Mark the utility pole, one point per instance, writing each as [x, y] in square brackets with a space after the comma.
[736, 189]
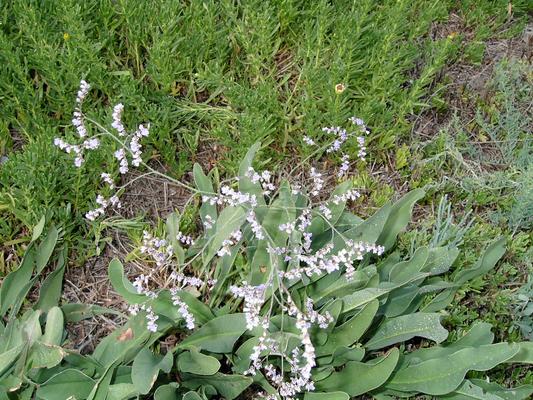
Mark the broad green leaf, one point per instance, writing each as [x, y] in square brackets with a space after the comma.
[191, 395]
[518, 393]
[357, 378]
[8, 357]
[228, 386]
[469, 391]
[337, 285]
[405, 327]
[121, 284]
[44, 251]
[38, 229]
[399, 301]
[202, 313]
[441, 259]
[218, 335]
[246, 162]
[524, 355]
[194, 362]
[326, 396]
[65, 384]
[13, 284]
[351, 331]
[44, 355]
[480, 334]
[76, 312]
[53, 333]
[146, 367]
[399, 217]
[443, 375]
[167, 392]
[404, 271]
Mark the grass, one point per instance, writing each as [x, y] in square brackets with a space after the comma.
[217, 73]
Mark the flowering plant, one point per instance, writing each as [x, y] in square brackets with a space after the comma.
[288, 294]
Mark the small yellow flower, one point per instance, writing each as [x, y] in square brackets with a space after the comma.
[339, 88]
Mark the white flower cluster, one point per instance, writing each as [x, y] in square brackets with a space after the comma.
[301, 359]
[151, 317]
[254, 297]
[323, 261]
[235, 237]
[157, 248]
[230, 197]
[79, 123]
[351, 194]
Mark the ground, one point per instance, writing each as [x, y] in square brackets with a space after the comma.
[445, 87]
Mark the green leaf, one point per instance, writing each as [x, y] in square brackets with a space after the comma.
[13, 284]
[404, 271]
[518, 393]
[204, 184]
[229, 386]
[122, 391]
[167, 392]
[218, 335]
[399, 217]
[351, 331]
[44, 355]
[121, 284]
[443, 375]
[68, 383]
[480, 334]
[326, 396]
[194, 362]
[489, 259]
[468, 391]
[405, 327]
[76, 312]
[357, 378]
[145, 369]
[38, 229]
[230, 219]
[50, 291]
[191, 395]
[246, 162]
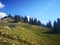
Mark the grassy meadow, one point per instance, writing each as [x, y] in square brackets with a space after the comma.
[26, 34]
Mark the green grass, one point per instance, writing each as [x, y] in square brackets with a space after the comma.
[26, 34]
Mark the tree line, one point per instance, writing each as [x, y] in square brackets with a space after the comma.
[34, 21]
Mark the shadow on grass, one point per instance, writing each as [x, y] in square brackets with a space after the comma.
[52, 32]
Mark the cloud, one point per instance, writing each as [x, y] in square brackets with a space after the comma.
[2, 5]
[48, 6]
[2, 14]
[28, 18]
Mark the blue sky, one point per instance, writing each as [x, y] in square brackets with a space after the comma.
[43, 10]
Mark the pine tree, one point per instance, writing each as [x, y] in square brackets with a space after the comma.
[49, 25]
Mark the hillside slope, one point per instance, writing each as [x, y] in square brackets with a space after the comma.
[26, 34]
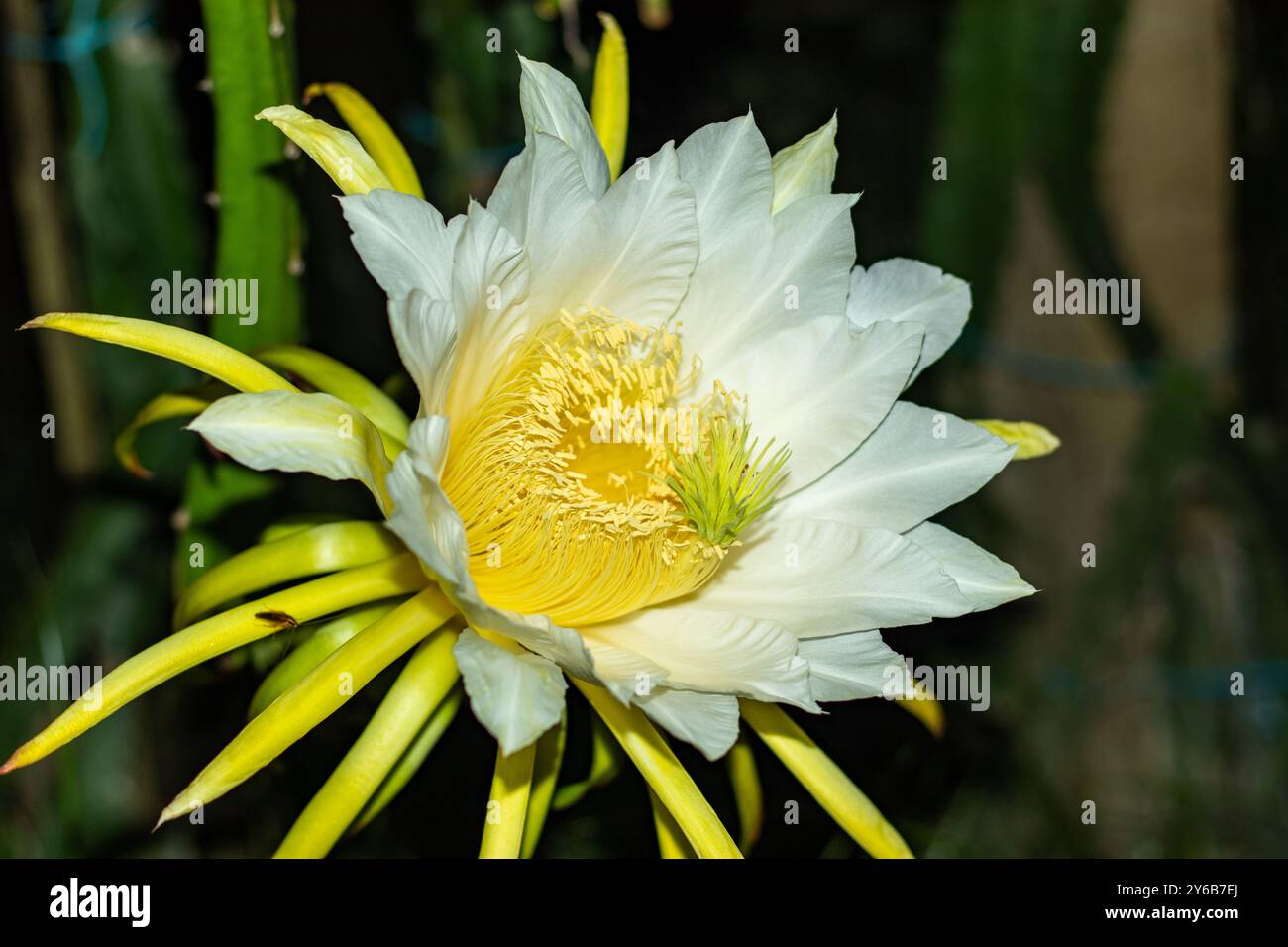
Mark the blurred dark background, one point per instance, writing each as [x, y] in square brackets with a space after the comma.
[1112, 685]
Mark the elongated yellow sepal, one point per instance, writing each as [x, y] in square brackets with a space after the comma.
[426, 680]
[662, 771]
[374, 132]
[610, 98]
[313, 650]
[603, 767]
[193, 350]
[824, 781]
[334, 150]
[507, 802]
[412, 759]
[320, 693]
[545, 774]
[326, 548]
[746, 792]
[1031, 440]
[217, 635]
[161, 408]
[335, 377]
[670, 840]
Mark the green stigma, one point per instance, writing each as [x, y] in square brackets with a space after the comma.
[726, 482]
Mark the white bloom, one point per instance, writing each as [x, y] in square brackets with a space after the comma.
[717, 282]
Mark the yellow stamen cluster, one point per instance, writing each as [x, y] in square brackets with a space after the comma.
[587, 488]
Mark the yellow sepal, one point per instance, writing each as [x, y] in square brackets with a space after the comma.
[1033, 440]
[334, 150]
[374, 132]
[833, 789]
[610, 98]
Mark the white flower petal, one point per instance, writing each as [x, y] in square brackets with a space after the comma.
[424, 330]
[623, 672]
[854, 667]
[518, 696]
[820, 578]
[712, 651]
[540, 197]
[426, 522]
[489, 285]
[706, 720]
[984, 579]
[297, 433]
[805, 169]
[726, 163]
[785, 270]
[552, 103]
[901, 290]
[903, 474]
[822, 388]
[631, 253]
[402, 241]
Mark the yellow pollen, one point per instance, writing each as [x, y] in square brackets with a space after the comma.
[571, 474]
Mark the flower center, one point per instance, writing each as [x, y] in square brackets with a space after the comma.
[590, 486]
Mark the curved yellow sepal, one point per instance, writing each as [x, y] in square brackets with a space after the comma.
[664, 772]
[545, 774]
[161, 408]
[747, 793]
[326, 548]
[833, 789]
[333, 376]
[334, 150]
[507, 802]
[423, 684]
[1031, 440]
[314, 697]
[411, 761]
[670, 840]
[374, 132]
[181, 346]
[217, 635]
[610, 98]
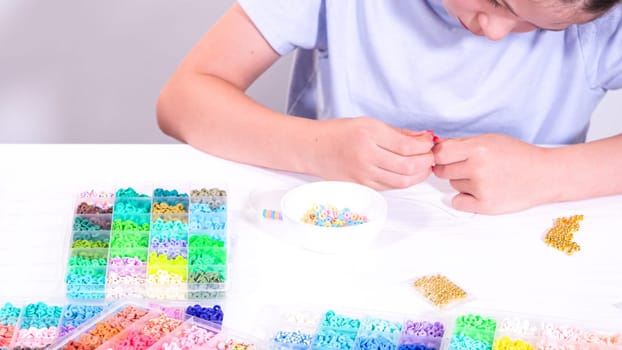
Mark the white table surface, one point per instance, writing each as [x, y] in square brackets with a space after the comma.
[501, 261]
————
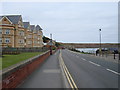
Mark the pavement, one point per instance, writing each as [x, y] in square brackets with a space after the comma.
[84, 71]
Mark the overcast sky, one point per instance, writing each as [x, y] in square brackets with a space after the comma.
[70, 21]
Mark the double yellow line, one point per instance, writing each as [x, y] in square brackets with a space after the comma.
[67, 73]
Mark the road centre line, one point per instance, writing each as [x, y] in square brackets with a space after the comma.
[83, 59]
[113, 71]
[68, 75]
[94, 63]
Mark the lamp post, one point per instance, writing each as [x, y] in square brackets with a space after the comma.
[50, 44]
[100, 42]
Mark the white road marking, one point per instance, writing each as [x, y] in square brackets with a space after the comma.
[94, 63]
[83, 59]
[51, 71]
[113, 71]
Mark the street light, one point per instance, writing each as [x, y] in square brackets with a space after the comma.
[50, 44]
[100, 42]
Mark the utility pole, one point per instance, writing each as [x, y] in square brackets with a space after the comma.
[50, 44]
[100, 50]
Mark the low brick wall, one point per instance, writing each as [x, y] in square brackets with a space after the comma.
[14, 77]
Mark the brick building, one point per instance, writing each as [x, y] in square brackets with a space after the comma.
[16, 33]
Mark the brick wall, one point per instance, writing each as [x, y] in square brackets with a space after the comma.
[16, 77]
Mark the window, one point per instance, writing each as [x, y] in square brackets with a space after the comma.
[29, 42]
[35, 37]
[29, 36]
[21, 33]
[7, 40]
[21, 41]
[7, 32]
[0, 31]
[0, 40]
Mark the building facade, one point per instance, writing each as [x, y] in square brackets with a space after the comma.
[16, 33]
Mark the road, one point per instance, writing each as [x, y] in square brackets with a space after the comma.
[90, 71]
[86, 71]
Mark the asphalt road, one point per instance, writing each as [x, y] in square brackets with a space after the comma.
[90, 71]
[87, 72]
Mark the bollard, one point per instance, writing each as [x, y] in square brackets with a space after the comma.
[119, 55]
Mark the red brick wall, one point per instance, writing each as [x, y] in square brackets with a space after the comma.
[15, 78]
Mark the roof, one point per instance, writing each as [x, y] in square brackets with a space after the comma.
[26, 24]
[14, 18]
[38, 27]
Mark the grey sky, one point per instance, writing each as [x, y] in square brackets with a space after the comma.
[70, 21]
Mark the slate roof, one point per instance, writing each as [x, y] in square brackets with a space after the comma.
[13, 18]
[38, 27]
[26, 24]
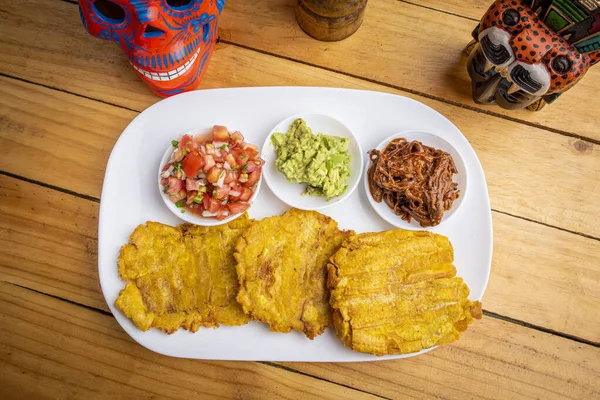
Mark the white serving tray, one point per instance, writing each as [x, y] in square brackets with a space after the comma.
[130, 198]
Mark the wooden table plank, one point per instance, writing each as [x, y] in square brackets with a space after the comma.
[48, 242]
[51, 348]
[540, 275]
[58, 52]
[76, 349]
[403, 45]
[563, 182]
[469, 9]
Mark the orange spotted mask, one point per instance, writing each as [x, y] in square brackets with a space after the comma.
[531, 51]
————
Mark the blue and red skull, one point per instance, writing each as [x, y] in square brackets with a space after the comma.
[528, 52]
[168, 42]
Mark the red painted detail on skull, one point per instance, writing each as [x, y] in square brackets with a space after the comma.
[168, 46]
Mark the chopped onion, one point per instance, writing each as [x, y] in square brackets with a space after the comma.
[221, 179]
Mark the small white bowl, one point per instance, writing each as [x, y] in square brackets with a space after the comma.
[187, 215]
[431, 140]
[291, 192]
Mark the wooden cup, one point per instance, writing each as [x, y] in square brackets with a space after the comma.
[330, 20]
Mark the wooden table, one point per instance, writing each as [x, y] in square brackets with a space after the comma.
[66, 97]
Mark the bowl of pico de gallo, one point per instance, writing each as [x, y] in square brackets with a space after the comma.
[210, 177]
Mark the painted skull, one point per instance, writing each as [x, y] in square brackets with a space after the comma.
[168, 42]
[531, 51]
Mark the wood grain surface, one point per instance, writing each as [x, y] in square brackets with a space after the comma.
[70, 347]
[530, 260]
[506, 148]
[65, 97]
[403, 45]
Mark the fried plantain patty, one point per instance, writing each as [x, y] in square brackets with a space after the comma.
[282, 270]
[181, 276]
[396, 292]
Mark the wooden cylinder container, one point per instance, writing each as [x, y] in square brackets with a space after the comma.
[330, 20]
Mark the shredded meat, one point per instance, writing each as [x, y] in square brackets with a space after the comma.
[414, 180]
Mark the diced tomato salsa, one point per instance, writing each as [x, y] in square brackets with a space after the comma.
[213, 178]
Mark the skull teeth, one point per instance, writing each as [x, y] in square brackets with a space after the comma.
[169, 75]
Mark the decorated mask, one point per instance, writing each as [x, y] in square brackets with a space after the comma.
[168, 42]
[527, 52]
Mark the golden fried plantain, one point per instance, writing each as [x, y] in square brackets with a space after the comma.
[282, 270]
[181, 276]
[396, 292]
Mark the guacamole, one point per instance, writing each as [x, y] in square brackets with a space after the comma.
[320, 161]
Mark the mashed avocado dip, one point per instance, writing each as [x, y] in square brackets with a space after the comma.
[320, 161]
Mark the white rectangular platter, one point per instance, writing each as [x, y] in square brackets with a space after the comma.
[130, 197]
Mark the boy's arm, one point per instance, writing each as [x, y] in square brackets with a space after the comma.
————
Rescale everything from the line containing "Mark the decorated" down to the line containing "Mark the boy's", both included, by writing each line again with its request unchanged and every answer coordinate multiplied by 0.75 and rounded to a whole number, halves rounding up.

Mark the decorated mask, one point per instance, writing each as [x, y] in square brackets with a space after the comma.
[126, 32]
[395, 39]
Mark the golden fried plantain, one point per instance, writing each as [x, y] in square brackets with a space after the comma.
[212, 203]
[136, 207]
[297, 219]
Mark the guacamole, one point per instance, writing each as [x, y] in square brackets with a space after the comma.
[240, 121]
Mark the mashed avocado dip, one point per instance, writing each as [x, y] in square brackets with a space after the comma.
[240, 121]
Mark the white rectangular platter, one point per instance, writing each as [x, y] in square brackets with a space after the comma.
[98, 148]
Mark the boy's arm, one point per instance, writing each as [x, y] in square brackets with a space after the comma.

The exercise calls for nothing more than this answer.